ACTIVITY: Produce an exact copy of the first line of the data below and each line after it, please, up to and including the one with "note: there is no xmlns attribute".

= = = =

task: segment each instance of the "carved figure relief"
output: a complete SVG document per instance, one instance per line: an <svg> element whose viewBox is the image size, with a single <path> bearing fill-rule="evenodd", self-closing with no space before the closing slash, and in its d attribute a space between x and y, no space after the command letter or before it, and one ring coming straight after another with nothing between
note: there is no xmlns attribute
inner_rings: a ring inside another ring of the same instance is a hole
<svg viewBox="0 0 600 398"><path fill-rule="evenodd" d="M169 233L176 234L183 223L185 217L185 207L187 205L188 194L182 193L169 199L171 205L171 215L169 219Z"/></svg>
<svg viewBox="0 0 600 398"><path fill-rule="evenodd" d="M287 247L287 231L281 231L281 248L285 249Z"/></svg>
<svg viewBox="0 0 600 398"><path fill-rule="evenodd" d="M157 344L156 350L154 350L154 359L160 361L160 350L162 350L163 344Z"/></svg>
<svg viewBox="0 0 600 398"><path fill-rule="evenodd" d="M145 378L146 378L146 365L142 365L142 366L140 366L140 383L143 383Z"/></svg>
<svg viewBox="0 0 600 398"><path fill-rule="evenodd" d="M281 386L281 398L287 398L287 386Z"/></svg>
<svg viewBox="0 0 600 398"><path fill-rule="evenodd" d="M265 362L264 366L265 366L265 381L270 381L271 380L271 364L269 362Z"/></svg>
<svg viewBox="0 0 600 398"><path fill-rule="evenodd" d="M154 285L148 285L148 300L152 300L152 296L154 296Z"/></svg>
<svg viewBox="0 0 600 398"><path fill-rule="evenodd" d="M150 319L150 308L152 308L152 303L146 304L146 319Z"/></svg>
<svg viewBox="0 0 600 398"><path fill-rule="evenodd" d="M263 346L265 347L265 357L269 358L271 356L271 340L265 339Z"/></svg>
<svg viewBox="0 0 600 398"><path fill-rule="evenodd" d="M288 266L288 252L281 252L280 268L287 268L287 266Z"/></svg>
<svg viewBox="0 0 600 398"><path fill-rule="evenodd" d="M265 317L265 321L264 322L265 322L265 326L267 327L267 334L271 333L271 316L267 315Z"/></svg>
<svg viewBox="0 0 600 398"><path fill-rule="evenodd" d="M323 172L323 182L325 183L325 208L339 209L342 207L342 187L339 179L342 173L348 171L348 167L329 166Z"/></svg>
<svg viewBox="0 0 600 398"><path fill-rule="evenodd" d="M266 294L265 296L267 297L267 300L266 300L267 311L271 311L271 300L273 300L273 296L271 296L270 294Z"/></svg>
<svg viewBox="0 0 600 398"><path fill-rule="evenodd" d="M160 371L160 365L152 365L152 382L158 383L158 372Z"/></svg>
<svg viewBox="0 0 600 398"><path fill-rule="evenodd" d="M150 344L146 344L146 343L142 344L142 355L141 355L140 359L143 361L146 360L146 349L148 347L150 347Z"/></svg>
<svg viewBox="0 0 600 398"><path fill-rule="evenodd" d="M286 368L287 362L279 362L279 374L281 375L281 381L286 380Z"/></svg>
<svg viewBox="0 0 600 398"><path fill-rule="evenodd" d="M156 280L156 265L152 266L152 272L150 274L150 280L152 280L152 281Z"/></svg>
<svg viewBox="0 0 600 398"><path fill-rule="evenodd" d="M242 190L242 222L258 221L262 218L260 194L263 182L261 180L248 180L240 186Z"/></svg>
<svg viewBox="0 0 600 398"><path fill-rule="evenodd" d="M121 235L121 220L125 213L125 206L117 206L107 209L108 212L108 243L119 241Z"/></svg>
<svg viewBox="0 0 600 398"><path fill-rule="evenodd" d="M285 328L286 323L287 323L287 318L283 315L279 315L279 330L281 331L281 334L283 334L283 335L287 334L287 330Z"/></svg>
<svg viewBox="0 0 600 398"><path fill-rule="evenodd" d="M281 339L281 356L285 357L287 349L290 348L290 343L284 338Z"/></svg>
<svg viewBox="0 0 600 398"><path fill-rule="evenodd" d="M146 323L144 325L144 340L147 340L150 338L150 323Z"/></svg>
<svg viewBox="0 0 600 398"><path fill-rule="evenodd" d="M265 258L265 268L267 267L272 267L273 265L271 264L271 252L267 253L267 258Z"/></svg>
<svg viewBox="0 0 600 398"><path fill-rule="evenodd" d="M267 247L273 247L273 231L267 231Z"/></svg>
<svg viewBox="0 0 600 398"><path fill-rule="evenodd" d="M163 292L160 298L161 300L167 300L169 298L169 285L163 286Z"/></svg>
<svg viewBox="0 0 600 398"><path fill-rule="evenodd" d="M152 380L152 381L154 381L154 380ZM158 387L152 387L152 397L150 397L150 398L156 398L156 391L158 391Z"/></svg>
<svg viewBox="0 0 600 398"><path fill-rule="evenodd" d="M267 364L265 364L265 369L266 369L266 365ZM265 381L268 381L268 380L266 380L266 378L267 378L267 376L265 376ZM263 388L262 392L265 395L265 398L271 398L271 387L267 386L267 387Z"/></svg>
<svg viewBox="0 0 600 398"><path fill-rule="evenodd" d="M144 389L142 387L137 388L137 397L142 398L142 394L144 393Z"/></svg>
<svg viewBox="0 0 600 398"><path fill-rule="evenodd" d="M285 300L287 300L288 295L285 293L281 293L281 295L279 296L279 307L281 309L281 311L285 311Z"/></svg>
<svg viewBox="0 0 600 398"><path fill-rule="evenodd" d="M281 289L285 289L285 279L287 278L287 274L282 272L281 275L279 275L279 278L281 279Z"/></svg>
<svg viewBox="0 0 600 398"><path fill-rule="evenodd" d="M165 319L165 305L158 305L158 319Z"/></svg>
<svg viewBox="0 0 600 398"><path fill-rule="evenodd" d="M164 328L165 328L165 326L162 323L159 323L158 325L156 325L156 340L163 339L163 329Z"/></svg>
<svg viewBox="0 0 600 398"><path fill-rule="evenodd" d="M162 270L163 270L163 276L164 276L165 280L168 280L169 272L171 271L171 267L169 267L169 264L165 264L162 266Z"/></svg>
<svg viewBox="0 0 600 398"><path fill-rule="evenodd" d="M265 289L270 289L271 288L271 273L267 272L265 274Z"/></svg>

= = = =

SOLVED EXERCISE:
task: segment each instance of the "carved figure relief"
output: a complete SVG document per instance, one instance per line: an <svg> element whose viewBox is the image size, with a single <path> bearing fill-rule="evenodd", self-closing with no space before the closing slash, and in its d attribute a space between x and y, no space after the command letter or before it, and one ring coming straight after another with nothing between
note: there is no xmlns attribute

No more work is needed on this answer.